**Görevler**
(1) İspanya-İtalya finali üzerine yazıda "Bu finalde büyük" ifadesinden başlayıp "daha zayıf kalması." ifadesi de dahil olmak üzere o kısmı hiç değiştirmeden yazın.
(2) İspanya-İtalya finali üzerine yazıyı kaldığı yerden sürdürün.

**Alıntılanan Metin**
-.-.-

Diğer yandan Barcelona'da saha içi organizasyonda etkinliği sağlayan volan kayışlarının kusursuz dönmesine olanak sağlayan oyuncu Messi'ydi. Oysa, şimdi Messi'nin yerini takımda dolduracak oyuncu yok. İşte böylesi bir durumda İspanyollar Portekiz karşısında ilk yarı sonucunda topa sahip olma yüzdesinde ilk kez yüzde 60'a düştüler.

Sonuçta

Bu finalde büyük bir olasılıkla biz İtalyanların sonuç odaklılığı ve skor bulmaya yönelik fırsatçı uzun ara pasları, kalabalık orta sahanın ofansif ağırlığı, gole yönelik şut atma istekleriyle maçı koparmaya çalışmasını göreceğiz. Buna karşın İspanyollar ise, her alanda topa basarak, rakibe top oynatmama alışkanlığı temelinde, mükemmele yakın pas oyunuyla rakibi oyundan düşürüp oyuna hakim olmaya ve Kupa'ya uzanmaya çalışacaklar. Ancak iki takım arasında temel fark ise, gol kısırlığı içindeki İspanyolların, sonuç odaklılığının İtalyanlara göre nispeten daha zayıf kalması.

-.-.-

**Veri Bölümü**
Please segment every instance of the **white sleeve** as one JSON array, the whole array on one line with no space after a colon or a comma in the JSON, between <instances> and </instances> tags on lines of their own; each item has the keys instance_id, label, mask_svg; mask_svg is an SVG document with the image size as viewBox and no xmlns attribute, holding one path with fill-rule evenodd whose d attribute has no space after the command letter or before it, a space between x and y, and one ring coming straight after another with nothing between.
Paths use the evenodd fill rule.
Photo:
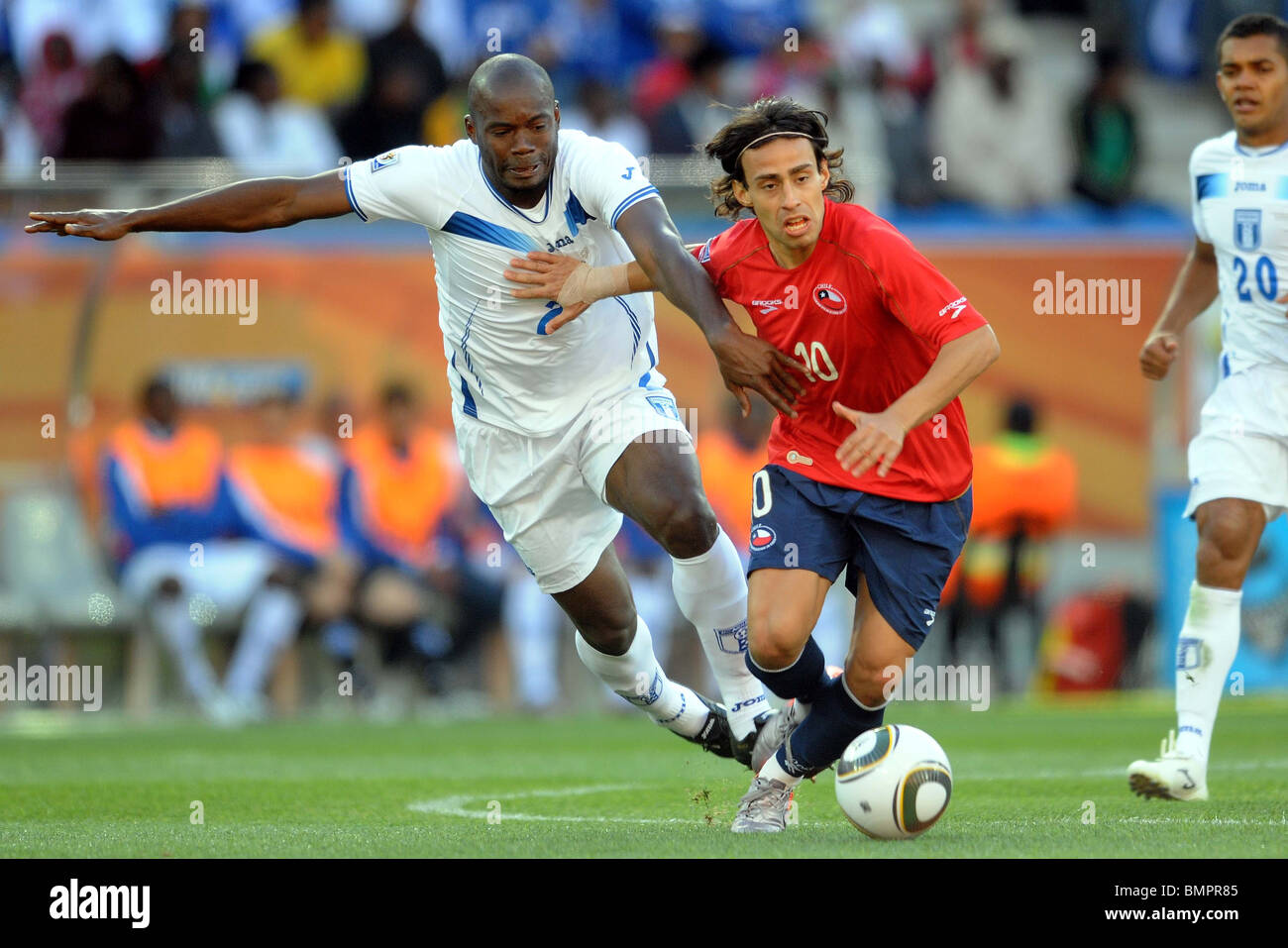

-.-.-

**Görev Yanıtları**
(1)
Bu finalde büyük bir olasılıkla biz İtalyanların sonuç odaklılığı ve skor bulmaya yönelik fırsatçı uzun ara pasları, kalabalık orta sahanın ofansif ağırlığı, gole yönelik şut atma istekleriyle maçı koparmaya çalışmasını göreceğiz. Buna karşın İspanyollar ise, her alanda topa basarak, rakibe top oynatmama alışkanlığı temelinde, mükemmele yakın pas oyunuyla rakibi oyundan düşürüp oyuna hakim olmaya ve Kupa'ya uzanmaya çalışacaklar. Ancak iki takım arasında temel fark ise, gol kısırlığı içindeki İspanyolların, sonuç odaklılığının İtalyanlara göre nispeten daha zayıf kalması.

(2)
futbol.jpg

Andrea Pirlo, turnuvanın en iyi oyuncusu olmayı hak ediyor


Final oynadığı İspanya ile aynı gruptan çıkan İtalya, turnuvanın genç takımlarından birisi ve ellerinde Pirlo gibi harika bir oyun kurucuları var. Pirlo'ya ayrı bir pasaj açmasak, ona haksızlık ederdik.
Bana göre Pirlo, bu turnuvanın en değerli oyuncusu olmayı, ortaya koyduğu performans ve takımına sağladığı katkı ile hak ediyor.
Pirlo İtalyan milli takımının adeta beyni gibi çalışıyor. Geriden oyunu kuran ve yönlendiren, takım yorulduğunda al-ver paslarla takımı aktif dinlendirmeye çeken, belki de turnuvanın en yüksek pas yüzdesine sahip, baskı altındayken soğukkanlılığı ile takımına ekstra bir güven veren, on sekiz yakınlarında isabetli şutlarıyla aynı zamanda gol kovalayan, oyunun hem defansif, hem de ofansif yönünü oynayan, bir maestro gibi takımını doksan dakika yönlendiren, oynadığı takımına huzur ve güven veren bir oyuncu Andrea Pirlo.
Yine tüm takımın adeta gözbebeği, sigortası durumunda olan, Prandelli'nin çok güvendiği tartışmasız Dünya'nın ve turnuvanın en iyi kalecisi, İtalyanların bu kadar az gol yiyen defansın belki de belkemiği olan, yılların tecrübesi 33 yaşındaki kaleci Buffon var. Bence bu ikili finalin ve İtalyan milli takımının kilit adamları olmaya aday. Belki buna Cassano'yu da ekleyebiliriz.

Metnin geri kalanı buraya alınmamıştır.